**TASK DATA**
▬▬▬

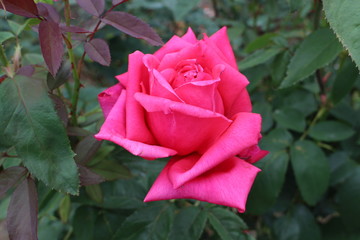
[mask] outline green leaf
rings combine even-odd
[[[0,85],[0,145],[15,146],[32,175],[78,193],[79,177],[65,129],[44,82],[17,76]]]
[[[270,152],[283,150],[290,146],[293,141],[292,135],[285,129],[275,128],[260,142],[260,146]]]
[[[127,167],[110,160],[101,161],[95,166],[92,166],[90,170],[108,181],[131,177],[131,173]]]
[[[166,0],[164,4],[171,10],[175,20],[181,21],[199,2],[199,0]]]
[[[76,209],[73,218],[74,235],[76,240],[93,240],[96,220],[96,212],[88,206],[80,206]]]
[[[103,202],[103,194],[99,184],[85,186],[85,191],[89,197],[95,202],[101,204]]]
[[[69,195],[65,195],[63,199],[61,199],[59,206],[59,216],[63,223],[66,223],[69,219],[71,210],[71,200]]]
[[[273,125],[273,119],[272,119],[272,111],[271,111],[271,105],[267,102],[257,102],[253,106],[253,112],[259,113],[262,116],[262,122],[261,122],[261,129],[262,132],[266,132],[269,130]]]
[[[330,185],[343,183],[352,175],[357,166],[357,163],[351,160],[346,152],[335,152],[329,157],[329,163]]]
[[[255,67],[256,65],[263,64],[270,60],[272,57],[275,57],[280,52],[282,52],[282,48],[270,48],[266,50],[258,50],[251,54],[250,56],[243,59],[239,64],[238,67],[241,71],[244,71],[245,69]]]
[[[347,63],[337,74],[330,98],[334,104],[340,102],[352,89],[359,78],[359,70],[353,62]]]
[[[337,142],[355,134],[348,125],[337,121],[323,121],[315,124],[309,130],[309,135],[320,141]]]
[[[301,196],[313,206],[328,188],[329,163],[323,151],[311,141],[300,140],[291,147],[291,164]]]
[[[324,11],[330,27],[360,69],[360,2],[352,0],[324,0]]]
[[[321,240],[321,232],[313,213],[303,205],[295,206],[292,211],[293,218],[299,224],[298,240]]]
[[[207,214],[197,207],[187,207],[175,215],[174,225],[171,229],[169,239],[197,240],[205,228]]]
[[[13,37],[14,34],[12,34],[11,32],[0,32],[0,44]]]
[[[12,32],[18,36],[26,27],[26,23],[24,24],[18,24],[17,22],[14,22],[12,20],[8,20],[8,24],[12,30]]]
[[[219,207],[212,208],[209,210],[208,218],[222,240],[250,238],[243,232],[247,229],[246,223],[229,210]]]
[[[130,215],[116,231],[112,240],[168,239],[173,219],[173,205],[149,204]]]
[[[272,39],[276,37],[277,33],[266,33],[264,35],[261,35],[260,37],[256,38],[254,41],[249,43],[245,47],[245,52],[251,53],[255,50],[258,50],[260,48],[264,48],[272,43]]]
[[[251,214],[265,213],[275,204],[285,181],[289,155],[285,151],[270,152],[256,166],[262,171],[256,176],[246,205]]]
[[[338,204],[340,217],[344,225],[351,230],[360,229],[360,166],[339,189]]]
[[[277,55],[271,63],[271,81],[274,87],[278,87],[286,74],[286,68],[289,65],[291,54],[289,51]]]
[[[302,132],[305,129],[305,116],[296,109],[287,107],[277,109],[274,112],[274,118],[281,127],[297,132]]]
[[[298,240],[300,226],[291,216],[283,216],[274,223],[276,240]]]
[[[292,86],[310,76],[316,69],[333,61],[341,50],[341,44],[330,29],[311,33],[296,49],[280,88]]]
[[[101,184],[104,194],[102,207],[110,209],[136,209],[144,206],[146,189],[134,179],[120,179]]]

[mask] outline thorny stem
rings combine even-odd
[[[5,50],[2,44],[0,44],[0,62],[2,63],[2,65],[4,65],[4,67],[9,66],[9,61],[6,58]]]
[[[69,0],[64,0],[64,3],[65,3],[64,13],[65,13],[66,26],[70,26],[71,13],[70,13]],[[72,49],[71,33],[68,32],[66,37],[67,37],[68,42],[70,43],[70,44],[66,44],[66,46],[68,49],[69,59],[71,62],[72,75],[73,75],[73,79],[74,79],[74,88],[73,88],[73,94],[71,97],[71,113],[70,113],[71,114],[71,124],[73,126],[76,126],[77,125],[76,111],[77,111],[77,103],[79,100],[79,91],[80,91],[81,83],[80,83],[79,72],[76,67],[74,52]]]

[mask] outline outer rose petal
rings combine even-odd
[[[120,75],[115,76],[115,78],[121,83],[121,85],[123,85],[124,87],[127,86],[127,82],[128,82],[128,73],[123,73]]]
[[[135,98],[148,112],[147,122],[158,143],[179,155],[204,151],[231,123],[221,114],[185,103],[143,93]]]
[[[166,54],[177,52],[192,44],[178,36],[173,36],[164,46],[157,50],[153,55],[161,60]]]
[[[144,54],[136,51],[129,55],[129,71],[126,87],[126,138],[147,144],[155,140],[145,123],[144,108],[135,100],[134,94],[142,92],[141,83],[149,78],[148,70],[143,64]]]
[[[228,64],[230,64],[235,69],[238,69],[234,51],[232,50],[230,40],[227,35],[227,28],[226,27],[221,28],[219,31],[214,33],[208,39],[208,41],[209,40],[211,42],[215,43],[215,45],[220,49],[220,51],[223,53],[225,59],[227,59]]]
[[[98,100],[105,118],[109,115],[122,91],[123,87],[118,83],[99,94]]]
[[[261,116],[256,113],[239,113],[230,127],[206,150],[201,158],[188,169],[182,171],[169,170],[169,179],[174,188],[186,185],[191,180],[218,165],[227,159],[236,156],[245,149],[258,143],[261,130]],[[178,169],[177,163],[171,168]]]
[[[238,112],[251,112],[251,102],[246,91],[249,81],[237,69],[223,61],[205,42],[200,42],[202,56],[200,64],[208,68],[222,64],[225,70],[221,73],[218,90],[224,102],[225,116],[232,118]],[[241,101],[239,101],[241,100]]]
[[[196,164],[199,158],[200,156],[195,154],[183,159],[181,157],[172,158],[156,179],[144,201],[190,198],[234,207],[240,212],[244,212],[247,196],[260,169],[239,158],[232,157],[213,170],[174,189],[168,175],[172,174],[172,171]],[[176,169],[173,167],[175,163]]]
[[[192,43],[192,44],[195,44],[198,42],[198,40],[196,39],[196,36],[193,32],[193,30],[189,27],[187,32],[185,33],[184,36],[181,37],[183,40],[189,42],[189,43]]]
[[[126,91],[121,91],[111,111],[108,113],[100,132],[95,135],[98,140],[109,140],[127,149],[134,155],[147,159],[173,156],[176,151],[160,146],[148,145],[125,138],[125,102]]]

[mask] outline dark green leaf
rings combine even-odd
[[[212,208],[208,212],[208,218],[222,240],[249,238],[244,233],[244,230],[247,230],[246,223],[230,210],[219,207]]]
[[[168,239],[174,219],[169,203],[152,203],[135,211],[117,230],[112,240]]]
[[[315,205],[328,188],[329,163],[323,151],[310,141],[297,141],[291,147],[291,163],[301,196]]]
[[[360,229],[360,167],[341,185],[338,192],[340,217],[344,225],[352,230]]]
[[[272,43],[272,39],[277,35],[277,33],[266,33],[264,35],[261,35],[245,47],[245,52],[251,53],[255,50],[270,45]]]
[[[266,49],[266,50],[263,50],[263,49],[258,50],[256,52],[254,52],[253,54],[251,54],[250,56],[243,59],[238,64],[238,67],[241,71],[251,68],[251,67],[255,67],[256,65],[260,65],[260,64],[267,62],[272,57],[279,54],[281,51],[283,51],[283,49],[281,49],[281,48],[270,48],[270,49]]]
[[[285,129],[275,128],[268,135],[263,137],[260,145],[270,152],[283,150],[290,146],[293,141],[292,135]]]
[[[285,181],[289,156],[285,151],[270,152],[256,166],[262,171],[256,176],[247,201],[247,212],[264,213],[275,204]]]
[[[100,185],[96,184],[85,186],[85,191],[95,202],[100,204],[103,202],[104,197]]]
[[[259,113],[262,116],[262,128],[263,132],[266,132],[273,125],[273,119],[271,116],[271,105],[267,102],[258,102],[253,106],[253,112]]]
[[[146,189],[134,179],[120,179],[101,184],[103,207],[110,209],[136,209],[144,206]]]
[[[271,78],[274,87],[278,87],[286,74],[286,68],[289,65],[291,54],[285,51],[274,58],[271,63]]]
[[[299,240],[300,226],[296,219],[283,216],[275,221],[276,240]]]
[[[181,21],[184,17],[199,4],[199,0],[167,0],[164,2],[170,8],[176,21]]]
[[[330,98],[334,104],[340,102],[346,94],[350,92],[359,78],[359,70],[355,63],[348,61],[348,63],[339,71],[332,86]]]
[[[303,205],[298,205],[292,211],[293,218],[299,224],[300,232],[298,240],[321,240],[321,232],[314,215]]]
[[[131,177],[131,173],[127,167],[110,160],[101,161],[100,163],[91,166],[90,170],[104,177],[108,181]]]
[[[296,50],[280,87],[289,87],[310,76],[334,60],[341,50],[341,44],[330,29],[316,30]]]
[[[360,67],[360,3],[352,0],[324,0],[324,11],[330,27],[335,31],[356,65]]]
[[[309,135],[320,141],[337,142],[345,140],[355,134],[348,125],[336,121],[319,122],[309,130]]]
[[[47,75],[47,85],[50,90],[54,90],[63,85],[71,76],[71,69],[69,62],[62,62],[56,76],[53,77],[51,73]]]
[[[79,168],[80,183],[82,186],[99,184],[105,181],[105,178],[90,171],[90,169],[88,169],[87,167],[84,167],[80,164],[78,164],[77,166]]]
[[[351,160],[346,152],[335,152],[329,158],[331,176],[330,184],[344,182],[356,169],[357,163]]]
[[[93,240],[96,212],[93,208],[81,206],[76,209],[73,226],[76,240]]]
[[[302,132],[305,129],[305,116],[296,109],[282,108],[275,110],[274,118],[281,127],[297,132]]]
[[[169,239],[197,240],[205,228],[207,213],[197,207],[187,207],[175,215],[174,225],[171,229]]]
[[[14,145],[31,174],[51,188],[77,194],[74,153],[45,84],[23,76],[7,79],[0,102],[0,145]]]

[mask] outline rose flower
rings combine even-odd
[[[148,160],[172,156],[145,201],[189,198],[245,211],[260,171],[252,163],[267,151],[226,28],[202,40],[189,29],[154,54],[136,51],[117,79],[99,94],[105,122],[95,137]]]

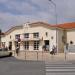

▬▬▬

**WORK REQUIRED**
The string "outline" may occur in the listing; show every line where it does.

**RESULT OF THIS EXERCISE**
[mask] outline green leaf
[mask] outline thorny stem
[mask] outline outer rose petal
[mask] outline dark green leaf
[mask] outline rose flower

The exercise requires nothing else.